→ **COMPLETE THE FOLLOWING**:
- A) In the article on the SEC's lawsuit against Coinbase, rewrite the passage between "Miles Jennings, crypto" and "on October 24.", inclusive, changing "endless breadth" to "boundless scope".
- B) According to the article on the SEC's lawsuit against Coinbase, what date was on the SEC filing that countered Coinbase's argument?

→ **TEXT EXCERPT**:

The SEC filed a lawsuit against Coinbase in June, accusing it of operating as a clearing agency, broker, and national securities exchange, without registration approval from the regulatory body.

The crypto exchange responded by filing a motion in August, requesting the case be dismissed. It claimed that the SEC lacked the jurisdiction to take legal action because its services and digital assets in question did not qualify to be classified as securities.

However, the SEC has countered Coinbase’s argument in a filing dated October 3.

“With the exception of the Wallet application, Coinbase does not here dispute it carried out the functions of exchange, broker, and clearing agency,” it said. `Thus, the Motion hinges on whether Coinbase intermediated transactions involving investment contracts and thus securities. It did.”

SEC Accuses Coinbase of Awareness

The SEC has maintained that some of the cryptocurrencies listed on Coinbase’s platform meet the criteria of the so-called Howey test and should be considered investment contracts subject to SEC registration. The agency emphasized that cryptocurrency issuers, including those listed on Coinbase, encouraged investors to expect the value of their investments to increase based on the issuer’s plans to develop and maintain the asset’s value.

The SEC alleged that Coinbase has been aware of this classification, and said Coinbase has known all along that a crypto asset bought and sold on its trading platform is a security if it meets the Howey test—as it recognized on its website as far back as 2016 and in its filings with the SEC, as well as in its continued internal efforts to analyze assets it was considering listing on its platform using the Howey test.

Coinbase’s Response

The regulatory agency also challenged Coinbase’s argument by referring to the “major questions doctrine,” which suggests that the SEC lacks the authority to regulate the cryptocurrency market until specifically authorized by Congress.

“The SEC has not assumed for itself any new power to do what the federal securities laws do not already expressly authorize it to do,” the SEC said. “The Motion therefore should be denied in its entirety and this case should proceed.”

Paul Grewal, Coinbase’s Chief Legal Officer, took to Twitter to express his dissatisfaction with the SEC’s filing alleging that “It’s more of the same old same old.”

“A preliminary note: over and over again the SEC makes sweeping claims of what the law is/must be without any legal citation,” Grewal stated. 

He also argued that the assets listed on Coinbase’s platform are not securities and do not fall under the SEC’s jurisdiction.

He criticized the SEC’s stance, saying, “The SEC’s arguments today would mean that everything from Pokemon cards to stamps to Swiftie bracelets are also securities.” He emphasized that such an interpretation is not in line with existing law.

Industry Reaction

Miles Jennings, crypto general counsel at a16z, shared his perspective on the SEC’s response to Coinbase’s motion, pointing out perceived weaknesses in the SEC’s arguments. Jennings argued that even if the court were to accept the SEC’s main contention that investment contracts don’t require legal contracts, the SEC’s case should still fail. He criticized the SEC’s definition of an investment contract for its “endless breadth.”

Coinbase said it plans to file a response on October 24.

→ **DATASET EXCERPTS**:
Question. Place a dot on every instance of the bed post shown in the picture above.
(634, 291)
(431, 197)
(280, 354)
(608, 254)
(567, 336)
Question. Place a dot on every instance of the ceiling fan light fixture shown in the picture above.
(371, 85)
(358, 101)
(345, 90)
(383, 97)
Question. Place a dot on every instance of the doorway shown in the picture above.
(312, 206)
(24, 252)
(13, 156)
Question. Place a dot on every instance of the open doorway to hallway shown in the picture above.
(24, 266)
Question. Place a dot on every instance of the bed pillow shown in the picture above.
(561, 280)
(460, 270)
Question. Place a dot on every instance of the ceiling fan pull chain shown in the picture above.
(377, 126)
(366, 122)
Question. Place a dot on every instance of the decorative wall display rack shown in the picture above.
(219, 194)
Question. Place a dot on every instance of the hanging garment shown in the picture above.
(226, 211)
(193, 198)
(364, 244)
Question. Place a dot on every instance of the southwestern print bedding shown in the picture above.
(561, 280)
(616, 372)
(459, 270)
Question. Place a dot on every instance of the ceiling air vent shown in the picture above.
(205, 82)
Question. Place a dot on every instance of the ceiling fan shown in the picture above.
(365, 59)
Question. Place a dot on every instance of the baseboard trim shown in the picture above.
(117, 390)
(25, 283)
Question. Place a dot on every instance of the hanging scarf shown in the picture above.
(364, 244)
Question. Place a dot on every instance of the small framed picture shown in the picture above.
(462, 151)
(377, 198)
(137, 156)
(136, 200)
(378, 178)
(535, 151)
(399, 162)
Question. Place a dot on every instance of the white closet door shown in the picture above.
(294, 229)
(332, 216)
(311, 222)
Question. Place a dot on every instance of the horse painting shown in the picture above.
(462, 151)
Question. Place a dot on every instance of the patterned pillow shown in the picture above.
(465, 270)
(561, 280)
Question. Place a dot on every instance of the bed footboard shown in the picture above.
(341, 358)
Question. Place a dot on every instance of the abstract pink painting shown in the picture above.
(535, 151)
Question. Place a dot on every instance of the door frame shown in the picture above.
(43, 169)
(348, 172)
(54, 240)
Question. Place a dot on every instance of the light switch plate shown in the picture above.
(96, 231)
---
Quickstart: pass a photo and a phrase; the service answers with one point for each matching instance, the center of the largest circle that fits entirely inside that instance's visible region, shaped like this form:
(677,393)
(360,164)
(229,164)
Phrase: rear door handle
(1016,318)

→ **SOLUTIONS BY TASK**:
- A)
Miles Jennings, crypto general counsel at a16z, shared his perspective on the SEC’s response to Coinbase’s motion, pointing out perceived weaknesses in the SEC’s arguments. Jennings argued that even if the court were to accept the SEC’s main contention that investment contracts don’t require legal contracts, the SEC’s case should still fail. He criticized the SEC’s definition of an investment contract for its “boundless scope.”

Coinbase said it plans to file a response on October 24.

- B) October 3.